▶ _Recorded data_:
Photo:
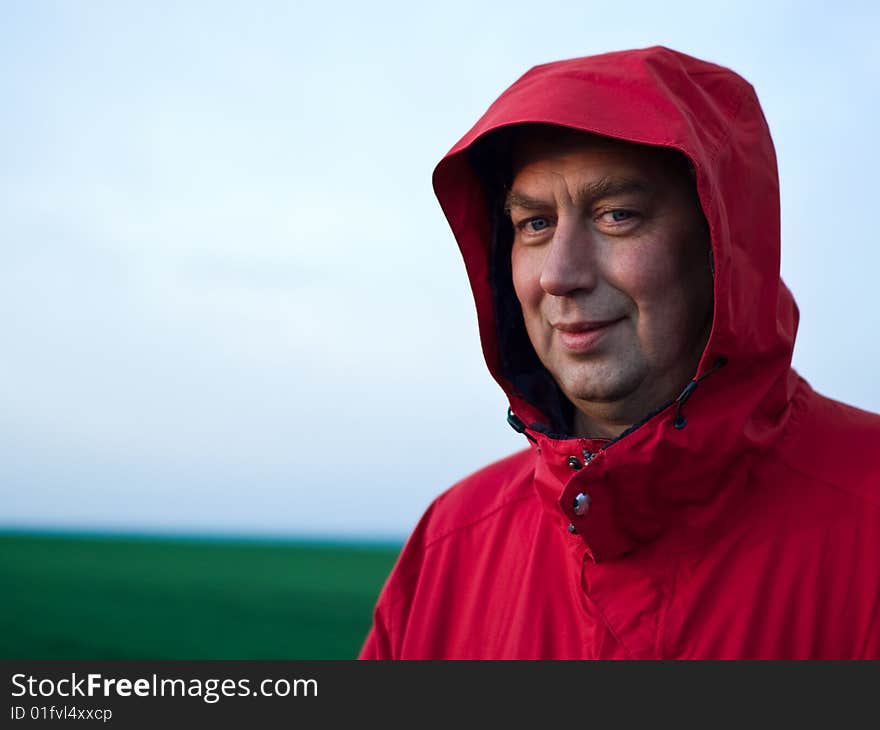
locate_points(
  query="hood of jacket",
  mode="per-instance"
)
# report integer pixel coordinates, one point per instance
(695, 448)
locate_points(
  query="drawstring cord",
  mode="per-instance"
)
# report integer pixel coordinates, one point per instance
(680, 421)
(517, 425)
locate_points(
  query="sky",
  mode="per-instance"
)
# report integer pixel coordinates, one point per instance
(229, 302)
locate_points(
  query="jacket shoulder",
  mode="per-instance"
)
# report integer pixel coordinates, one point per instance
(835, 443)
(480, 495)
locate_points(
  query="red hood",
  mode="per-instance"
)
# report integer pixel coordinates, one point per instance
(657, 96)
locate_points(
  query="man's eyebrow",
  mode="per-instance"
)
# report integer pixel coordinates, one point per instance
(587, 194)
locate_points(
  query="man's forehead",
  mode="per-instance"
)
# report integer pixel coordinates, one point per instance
(518, 145)
(534, 142)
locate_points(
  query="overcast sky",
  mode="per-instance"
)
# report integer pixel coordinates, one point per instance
(229, 301)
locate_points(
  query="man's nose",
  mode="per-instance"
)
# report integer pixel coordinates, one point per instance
(570, 262)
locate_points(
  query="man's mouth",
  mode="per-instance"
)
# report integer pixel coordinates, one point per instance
(582, 336)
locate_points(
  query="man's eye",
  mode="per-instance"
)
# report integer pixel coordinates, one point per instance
(535, 225)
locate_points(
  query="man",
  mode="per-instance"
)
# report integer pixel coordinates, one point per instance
(684, 493)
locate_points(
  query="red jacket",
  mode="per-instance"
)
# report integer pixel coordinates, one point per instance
(752, 532)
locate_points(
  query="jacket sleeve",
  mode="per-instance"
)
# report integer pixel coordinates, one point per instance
(378, 642)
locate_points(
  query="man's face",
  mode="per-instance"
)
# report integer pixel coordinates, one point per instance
(611, 267)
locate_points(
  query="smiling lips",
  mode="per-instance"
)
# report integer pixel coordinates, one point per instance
(581, 337)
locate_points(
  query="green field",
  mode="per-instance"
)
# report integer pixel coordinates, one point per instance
(79, 597)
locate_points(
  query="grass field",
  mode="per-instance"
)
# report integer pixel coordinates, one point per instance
(69, 597)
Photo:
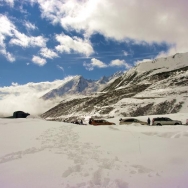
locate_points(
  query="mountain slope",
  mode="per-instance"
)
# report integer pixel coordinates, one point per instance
(78, 85)
(153, 87)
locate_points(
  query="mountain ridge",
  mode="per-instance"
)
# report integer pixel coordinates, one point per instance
(160, 89)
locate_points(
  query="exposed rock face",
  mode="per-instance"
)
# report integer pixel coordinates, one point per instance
(154, 87)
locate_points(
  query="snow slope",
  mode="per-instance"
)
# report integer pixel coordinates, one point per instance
(37, 153)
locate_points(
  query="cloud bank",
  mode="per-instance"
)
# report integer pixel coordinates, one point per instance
(123, 20)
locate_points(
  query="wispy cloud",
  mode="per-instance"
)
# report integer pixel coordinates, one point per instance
(23, 40)
(10, 33)
(60, 67)
(78, 45)
(29, 25)
(99, 64)
(47, 53)
(38, 60)
(94, 63)
(119, 63)
(159, 21)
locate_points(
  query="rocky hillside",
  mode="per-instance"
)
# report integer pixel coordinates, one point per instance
(78, 85)
(153, 87)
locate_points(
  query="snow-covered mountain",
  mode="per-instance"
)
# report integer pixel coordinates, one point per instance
(153, 87)
(78, 85)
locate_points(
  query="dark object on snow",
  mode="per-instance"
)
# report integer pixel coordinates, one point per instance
(19, 114)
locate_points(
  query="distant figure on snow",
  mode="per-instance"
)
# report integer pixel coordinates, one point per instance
(149, 121)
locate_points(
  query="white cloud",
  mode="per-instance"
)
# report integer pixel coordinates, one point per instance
(141, 61)
(7, 55)
(15, 84)
(59, 67)
(10, 2)
(47, 53)
(29, 25)
(78, 45)
(23, 40)
(146, 20)
(119, 63)
(38, 60)
(125, 53)
(9, 30)
(94, 63)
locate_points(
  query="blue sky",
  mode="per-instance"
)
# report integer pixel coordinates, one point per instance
(45, 40)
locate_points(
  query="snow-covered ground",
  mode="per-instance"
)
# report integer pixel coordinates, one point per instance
(35, 153)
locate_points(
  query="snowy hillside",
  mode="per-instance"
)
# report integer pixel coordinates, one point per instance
(78, 85)
(153, 87)
(35, 153)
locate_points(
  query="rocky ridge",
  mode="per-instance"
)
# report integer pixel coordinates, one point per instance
(153, 87)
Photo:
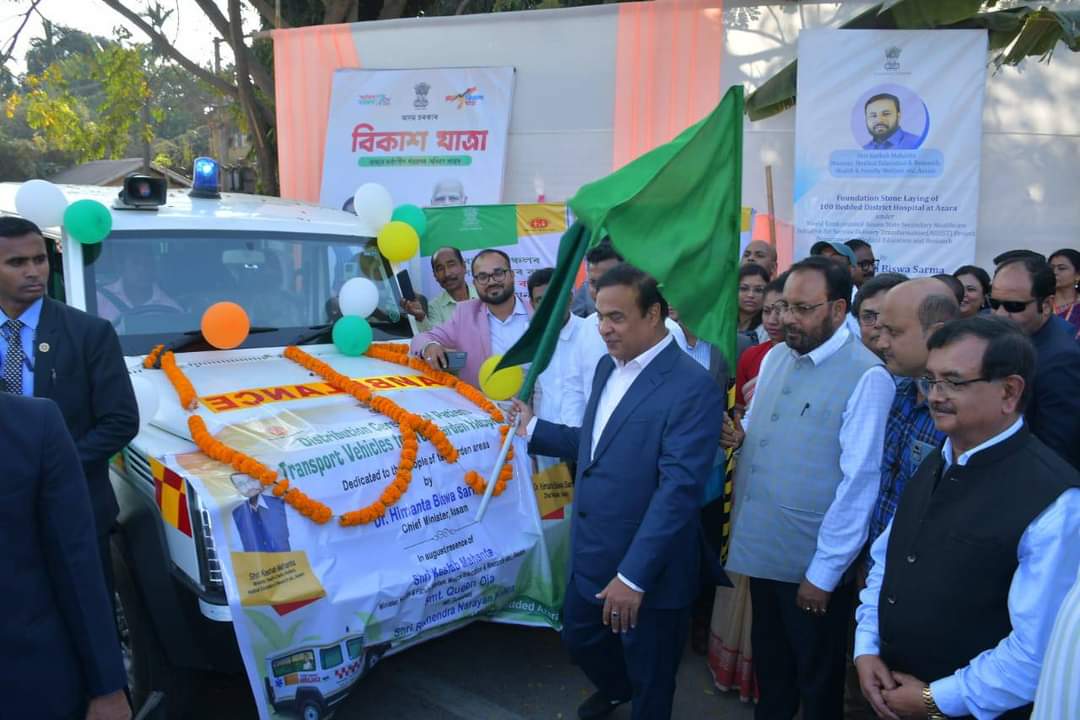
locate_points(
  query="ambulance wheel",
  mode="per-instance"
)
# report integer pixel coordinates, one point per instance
(311, 709)
(145, 662)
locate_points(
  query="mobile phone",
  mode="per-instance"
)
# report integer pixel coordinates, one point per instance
(456, 361)
(406, 285)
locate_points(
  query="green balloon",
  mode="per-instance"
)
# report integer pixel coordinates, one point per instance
(412, 215)
(352, 335)
(88, 220)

▶ _Problem to work on_: Return each entry exactly as it appears above, but exclude the pictures.

▶ _Output of the task_:
Photo:
locate_points(
  query="hood of jacket",
  mode="per-instance"
)
# report integer pixel coordinates, one point per instance
(695, 448)
locate_points(
  query="drawstring cord",
  mode="per-instance"
)
# report integer pixel coordinates, one point per instance
(680, 421)
(517, 425)
locate_points(
  query="sky",
  mode="per-instance"
)
# report integer pixel coordinates, one point per instance
(229, 302)
locate_points(
  query="jacket shoulder",
  mode="per-instance"
)
# report integer pixel coordinates, one point per instance
(835, 443)
(480, 495)
locate_points(
  query="red hood",
  mode="per-instance"
)
# report integer pixel coordinates, one point per instance
(657, 96)
locate_points(
  query="man's eyebrow",
  mode="per-instance"
)
# report integer pixel coordinates, one point per instance
(587, 194)
locate_points(
  query="man's forehead",
  mode="per-instance"
)
# report integer pixel coordinates, one point per instance
(518, 145)
(534, 142)
locate_points(
  query="overcast sky",
  mode="per-instance"
)
# report integer pixel coordinates, one point per instance
(229, 301)
locate_points(
  query="man's nose",
  mode="per-instance"
)
# report integer pixel coordinates, one point per instance
(570, 262)
locate_points(
  query="man's mouth",
  mode="per-instance"
)
# report integer pixel coordinates, one point per instance
(582, 336)
locate_points(
  query="man's eye",
  mode="per-instance"
)
# report integer pixel coordinates, one point per instance
(535, 225)
locate_points(
  query="man",
  mode="per-instance"
)
# report integer pixel coordinates, one point per instance
(684, 493)
locate_points(
  query="red jacket",
  mode="per-instance"
)
# report integer pixel coordinates, one point per instance
(752, 532)
locate_points(
  query="jacket sleeve",
  mode="per-instance"
)
# report integer pixel coordinates, one point per instance
(378, 642)
locate_points(
  query="man's face",
  mode="per-instance"
)
# report integer pixel coordinates, one point per instance
(611, 267)
locate_points(
  query="smiling lips",
  mode="per-instance"
)
# report integer pixel coordinates, one point per instance
(581, 337)
locate_points(
  query="green field",
  mode="per-instance"
)
# report integer pixel coordinates, one point per instance
(79, 597)
locate_points(
  query="grass field",
  mode="per-instance"
)
# report integer pixel coordinates, one point per instance
(69, 597)
Photo:
locate_points(
  query="mountain slope",
  mode="per-instance"
)
# report integer pixel coordinates, one point per instance
(78, 85)
(153, 87)
locate_points(
  query="mountain ridge",
  mode="per-instance"
)
# report integer pixel coordinates, one point per instance
(160, 89)
locate_points(
  query="exposed rock face",
  mode="per-instance"
)
# report integer pixel coordinates, one point per instance
(154, 87)
locate_points(
  query="snow slope",
  mode="per-instance"
)
# report integer pixel coordinates, one point per instance
(37, 153)
locate_points(
  query="cloud bank",
  mode="per-instance"
)
# report integer pixel coordinates, one point per instance
(123, 20)
locate_points(
  query="wispy cloud",
  mode="per-instance"
)
# report integer pixel coordinates, one point per instance
(23, 40)
(10, 33)
(60, 67)
(78, 45)
(29, 25)
(99, 64)
(47, 53)
(38, 60)
(94, 63)
(119, 63)
(159, 21)
locate_points(
  query="rocky hillside",
  mode="per-instance"
)
# report integer pixel coordinates, one point per instance
(78, 85)
(153, 87)
locate_points(
  query="snow-covered mountain",
  mode="per-instance"
)
# report integer pixel coordinates, one point per instance
(153, 87)
(78, 85)
locate_points(
  query="dark object on snow",
  mode="per-instance"
)
# report integer pixel coordinates, one point per instance
(19, 114)
locate_points(
  query="distant figure on snow",
  mode="per-instance"
)
# report integer pixel coordinates, one point per instance
(149, 121)
locate_points(
  query="white cloud",
  mode="per-instance"
)
# report integer pixel coordinates, one point per instance
(141, 61)
(7, 55)
(15, 84)
(59, 67)
(10, 2)
(47, 53)
(29, 25)
(78, 45)
(23, 40)
(146, 20)
(119, 63)
(38, 60)
(125, 53)
(9, 30)
(94, 63)
locate_points(
  query="blue sky",
  mode="per-instance"
)
# report integer pixel coordinates, one point per instance
(45, 40)
locate_points(
  query="snow-covered ground",
  mode="per-instance"
)
# report integer pixel coordinates, one point per instance
(35, 153)
locate_points(
  query="snowy hillside",
  mode="per-instance"
)
# report integer pixel coordinates, one point per instance
(78, 85)
(153, 87)
(35, 153)
locate_points(
  query="rocky ridge",
  mode="per-instance"
)
# report integer pixel coordinates, one point per instance
(153, 87)
Photo:
locate_points(
  query="ambulance wheel",
  mode="per-instance"
)
# report integer pixel coordinates, one point per instance
(311, 709)
(145, 662)
locate_points(
  query="mobile phone",
  mode="per-instance"
)
# report integer pixel coordinates, one point per instance
(456, 361)
(406, 285)
locate_points(
  query="green balloon",
  mode="per-instance"
)
# report integer pixel coordinates, one point per instance
(412, 215)
(352, 335)
(88, 220)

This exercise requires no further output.